## What to work on
Write out every one of the following rows word for word, without changing anything.

• • •

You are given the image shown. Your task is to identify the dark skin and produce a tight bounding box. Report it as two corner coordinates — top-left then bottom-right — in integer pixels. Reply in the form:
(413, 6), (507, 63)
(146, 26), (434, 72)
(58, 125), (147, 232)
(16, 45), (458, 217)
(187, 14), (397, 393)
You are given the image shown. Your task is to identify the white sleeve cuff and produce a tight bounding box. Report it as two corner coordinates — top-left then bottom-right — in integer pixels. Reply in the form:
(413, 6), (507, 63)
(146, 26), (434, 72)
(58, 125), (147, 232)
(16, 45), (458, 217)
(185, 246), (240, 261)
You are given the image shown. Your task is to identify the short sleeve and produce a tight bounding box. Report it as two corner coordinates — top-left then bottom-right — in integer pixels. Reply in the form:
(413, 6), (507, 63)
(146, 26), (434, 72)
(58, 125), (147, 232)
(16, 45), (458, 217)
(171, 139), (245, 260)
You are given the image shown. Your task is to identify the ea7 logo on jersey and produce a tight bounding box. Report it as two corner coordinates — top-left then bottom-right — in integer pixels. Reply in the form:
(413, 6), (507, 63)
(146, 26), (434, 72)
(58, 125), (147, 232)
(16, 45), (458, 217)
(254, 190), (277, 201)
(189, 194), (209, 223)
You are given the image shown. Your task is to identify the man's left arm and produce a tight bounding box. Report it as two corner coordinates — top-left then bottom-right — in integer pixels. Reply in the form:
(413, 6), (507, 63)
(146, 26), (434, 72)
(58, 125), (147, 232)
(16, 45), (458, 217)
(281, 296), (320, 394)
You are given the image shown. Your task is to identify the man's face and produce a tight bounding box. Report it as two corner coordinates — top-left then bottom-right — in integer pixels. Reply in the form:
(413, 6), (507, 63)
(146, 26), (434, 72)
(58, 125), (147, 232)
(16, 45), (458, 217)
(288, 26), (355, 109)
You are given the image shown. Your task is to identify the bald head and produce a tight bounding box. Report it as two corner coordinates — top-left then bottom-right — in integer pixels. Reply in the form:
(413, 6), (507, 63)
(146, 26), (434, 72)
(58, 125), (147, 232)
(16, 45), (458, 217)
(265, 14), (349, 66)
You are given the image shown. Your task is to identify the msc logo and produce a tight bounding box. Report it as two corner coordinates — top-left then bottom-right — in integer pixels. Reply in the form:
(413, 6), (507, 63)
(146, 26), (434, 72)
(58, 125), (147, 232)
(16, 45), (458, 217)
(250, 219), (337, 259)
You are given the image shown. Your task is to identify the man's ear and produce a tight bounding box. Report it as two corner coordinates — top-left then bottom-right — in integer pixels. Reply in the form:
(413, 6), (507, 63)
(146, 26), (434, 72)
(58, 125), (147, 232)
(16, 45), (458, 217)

• • •

## Answer to the problem
You are given the image shown. Your task is to identify the dark skin and produce a tight bounding box. Report it as two corner coordinates — top-left then bottom-right — in integer pixels. Reply in the form:
(413, 6), (507, 63)
(146, 26), (434, 72)
(58, 125), (147, 232)
(16, 45), (458, 217)
(187, 14), (397, 393)
You are given the image shown. Your task is to identify the white sleeve cuff and produce a tight bounding box. Report it as two corner coordinates — top-left then bottom-right — in integer pixels. Reply in the form:
(413, 6), (507, 63)
(146, 26), (434, 72)
(58, 125), (147, 232)
(16, 45), (458, 217)
(185, 246), (240, 261)
You are given the image shown. Your task is to identify the short sleeve and produce a tight bounding box. Report it as two corner coordinates — top-left then bottom-right — in integer pixels. Reply in the form:
(413, 6), (507, 63)
(146, 26), (434, 72)
(58, 125), (147, 232)
(16, 45), (458, 217)
(171, 139), (245, 260)
You are given the image shown. Your task is to identify the ea7 logo on jersey and produce a tight bounding box. Report it as two corner coordinates — top-left then bottom-right — in integer pixels. Reply in the form:
(413, 6), (507, 63)
(146, 26), (434, 72)
(58, 125), (147, 232)
(16, 45), (458, 217)
(254, 190), (277, 201)
(189, 194), (209, 223)
You are given the image shown. Your task is to identify the man's left arm and produce a tight bounding box. Report it as two corner coordinates — top-left then bottom-right — in integer pixels. Reply in the form:
(413, 6), (507, 63)
(146, 26), (434, 72)
(58, 125), (147, 232)
(16, 45), (458, 217)
(281, 296), (320, 394)
You are given the image shown. Your task is to identify the man's face and produce a tight bounding box. Report it as two corner coordinates — top-left then bottom-right — in integer pixels. Reply in the form:
(413, 6), (507, 63)
(146, 26), (434, 72)
(58, 125), (147, 232)
(16, 45), (458, 217)
(288, 26), (355, 109)
You are given the image shown. Your task is to identify the bald head and produce a tight bounding box. Report it as two corner coordinates — top-left then bottom-right — in integer pixels. Reply in the form:
(413, 6), (507, 63)
(146, 26), (434, 72)
(58, 125), (147, 232)
(16, 45), (458, 217)
(265, 14), (349, 66)
You are given the image shown. Your task is to identify the msc logo and produce a tight bounding box. Report it as two corner coordinates — top-left then bottom-right — in integer pixels. Reply in the form:
(413, 6), (507, 63)
(146, 26), (434, 72)
(58, 125), (147, 232)
(16, 45), (458, 217)
(250, 219), (337, 259)
You are given the image shown. Your task is to identify the man's ear and produce a tight bounding box. Report it as two corner coordinates — top-left then bottom-right — in integer pixels. Reply in the form:
(413, 6), (507, 63)
(146, 26), (434, 72)
(58, 125), (147, 232)
(16, 45), (458, 217)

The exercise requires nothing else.